Activity – Without the pictures, set down the records below word for word.

##### Entries shown

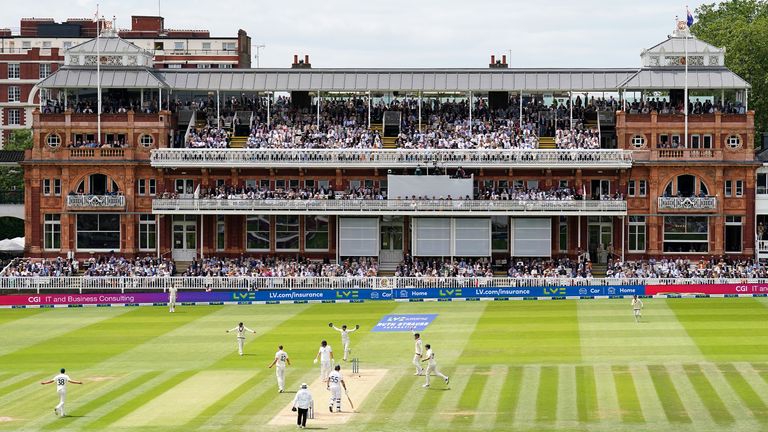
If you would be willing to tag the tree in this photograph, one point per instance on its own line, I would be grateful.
(741, 27)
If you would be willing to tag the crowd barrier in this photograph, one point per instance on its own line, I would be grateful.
(134, 291)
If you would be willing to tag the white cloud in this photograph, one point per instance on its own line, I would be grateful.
(407, 33)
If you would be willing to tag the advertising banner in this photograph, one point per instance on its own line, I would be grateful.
(398, 323)
(747, 288)
(495, 292)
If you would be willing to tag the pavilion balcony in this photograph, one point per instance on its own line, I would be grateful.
(389, 207)
(95, 201)
(379, 158)
(688, 203)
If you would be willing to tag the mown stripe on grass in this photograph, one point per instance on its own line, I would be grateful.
(469, 402)
(546, 397)
(744, 390)
(708, 394)
(526, 404)
(104, 399)
(223, 402)
(140, 400)
(399, 394)
(510, 394)
(667, 393)
(21, 383)
(631, 412)
(586, 394)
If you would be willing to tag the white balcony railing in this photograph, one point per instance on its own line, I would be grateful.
(687, 203)
(96, 201)
(389, 158)
(408, 207)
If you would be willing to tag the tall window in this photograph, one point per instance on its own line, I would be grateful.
(14, 71)
(316, 232)
(14, 117)
(287, 232)
(500, 233)
(637, 233)
(14, 93)
(733, 233)
(563, 234)
(98, 232)
(257, 233)
(220, 233)
(45, 70)
(147, 232)
(52, 232)
(685, 234)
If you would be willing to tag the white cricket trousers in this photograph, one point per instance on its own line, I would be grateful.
(433, 368)
(417, 363)
(280, 373)
(347, 350)
(60, 407)
(325, 370)
(335, 398)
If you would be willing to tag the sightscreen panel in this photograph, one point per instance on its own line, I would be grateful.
(358, 237)
(532, 237)
(472, 237)
(432, 237)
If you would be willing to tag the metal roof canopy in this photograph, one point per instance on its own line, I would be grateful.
(73, 78)
(699, 78)
(424, 80)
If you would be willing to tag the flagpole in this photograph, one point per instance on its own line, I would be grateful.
(98, 78)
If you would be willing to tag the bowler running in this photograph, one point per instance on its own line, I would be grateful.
(61, 380)
(240, 332)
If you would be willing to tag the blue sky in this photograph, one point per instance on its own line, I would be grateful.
(399, 33)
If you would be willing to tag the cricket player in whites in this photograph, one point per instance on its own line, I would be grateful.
(325, 354)
(61, 380)
(335, 383)
(240, 331)
(281, 358)
(344, 337)
(172, 298)
(637, 306)
(418, 349)
(432, 366)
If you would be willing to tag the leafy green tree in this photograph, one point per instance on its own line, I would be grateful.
(741, 27)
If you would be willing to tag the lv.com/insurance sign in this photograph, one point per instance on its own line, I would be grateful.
(398, 323)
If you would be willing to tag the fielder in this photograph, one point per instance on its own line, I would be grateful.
(432, 366)
(240, 331)
(281, 359)
(344, 337)
(172, 298)
(637, 305)
(61, 380)
(334, 379)
(418, 349)
(325, 354)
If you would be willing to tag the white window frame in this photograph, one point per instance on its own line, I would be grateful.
(14, 94)
(14, 71)
(50, 222)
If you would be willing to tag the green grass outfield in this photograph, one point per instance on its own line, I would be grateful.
(694, 365)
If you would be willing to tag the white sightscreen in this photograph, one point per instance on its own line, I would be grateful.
(358, 237)
(432, 237)
(531, 237)
(472, 237)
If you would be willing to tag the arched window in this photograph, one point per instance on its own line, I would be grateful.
(686, 185)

##########

Written answer –
If you would be willing to tag the tree in this photograph, one point per instance on its own line, I would be grateful.
(741, 27)
If you would be willing to tag the crowd barrier in this photograph, one point per instance on its own line, I would be grateful.
(134, 291)
If you would be willing to tag the white cloud in this photograph, one point per instance on its own line, I would be grateful.
(407, 33)
If you would be willing to tag the advertising banner in this photograph, one point per instance on its own line, I would be grateful.
(398, 323)
(747, 288)
(495, 292)
If you would be willing to tag the pavilion balcony in this photograph, one point per instance on its own line, I would be grateful.
(389, 207)
(95, 201)
(379, 158)
(688, 203)
If you would be willing to tag the mown stripe on grass in this photograph, one point per instance on its own line, I would be grateful.
(469, 402)
(546, 397)
(744, 390)
(708, 394)
(526, 404)
(104, 399)
(223, 402)
(140, 400)
(399, 394)
(510, 394)
(667, 393)
(21, 383)
(631, 412)
(586, 394)
If you would be willing to tag the white balcony railing in this photograph, one point per instance on its own line, I would be grateful.
(687, 203)
(96, 201)
(389, 158)
(408, 207)
If you would be willing to tag the tall window in this photograph, one point per instance on its own line, I would be grateful.
(14, 71)
(316, 232)
(14, 117)
(287, 232)
(500, 233)
(637, 233)
(14, 93)
(733, 233)
(563, 234)
(98, 232)
(257, 233)
(220, 233)
(45, 70)
(147, 232)
(52, 232)
(685, 234)
If you would be willing to tag the white cricket trousers in this photograph, one point per instance on its own line, I would be grateful.
(433, 368)
(417, 363)
(280, 373)
(347, 350)
(60, 407)
(325, 370)
(335, 398)
If you would be willing to tag the sightscreen panel in this photograph, one point per instance on its own line, I would be grateful.
(358, 237)
(532, 237)
(472, 237)
(432, 237)
If you would be willing to tag the metal roof canopy in this photograph, one point per instance on its own line, I would be grateful.
(73, 78)
(699, 78)
(424, 80)
If you would be willing to tag the flagpole in this photograph, one point per instance on its own line, I would be grateful.
(98, 78)
If you would be willing to tag the bowler running in this photograph, one point per instance on its own line, I would be grateful.
(61, 380)
(240, 332)
If you would be willing to tag the blue sky in this photograph, one point per instance on its own line, I would be grateful.
(399, 33)
If you would be willing to tag the cricket player in whites in this photograph, one point per instance on its own line, I would be grateful.
(325, 354)
(61, 380)
(335, 383)
(240, 331)
(281, 358)
(344, 337)
(172, 298)
(637, 306)
(418, 349)
(432, 366)
If you would be willing to tag the leafy green tree in this photograph, one point per instance on its own line, I would be grateful.
(741, 27)
If you would be willing to tag the lv.com/insurance sign in this photograph, one point per instance on its own line, I would be grateful.
(398, 323)
If you would be willing to tag the fielder in this photograph, one point per instance on its own line, I would be grateful.
(432, 366)
(240, 331)
(281, 359)
(344, 337)
(172, 298)
(637, 305)
(61, 380)
(334, 379)
(418, 349)
(325, 354)
If you would be willing to tag the white window frame in this photograph, one point per instance on its own line, I would be grateful.
(14, 94)
(14, 71)
(50, 222)
If you would be willing to tag the green grass outfield in this photograph, one point per instance on its own line, I would be grateful.
(694, 365)
If you would be willing to tag the white sightscreen in this photograph, one point per instance on its own line, I would be grateful.
(358, 237)
(432, 237)
(531, 237)
(472, 237)
If you would be willing to tag the arched window in this photograph, one point per instance on its own line, I would be grateful.
(686, 185)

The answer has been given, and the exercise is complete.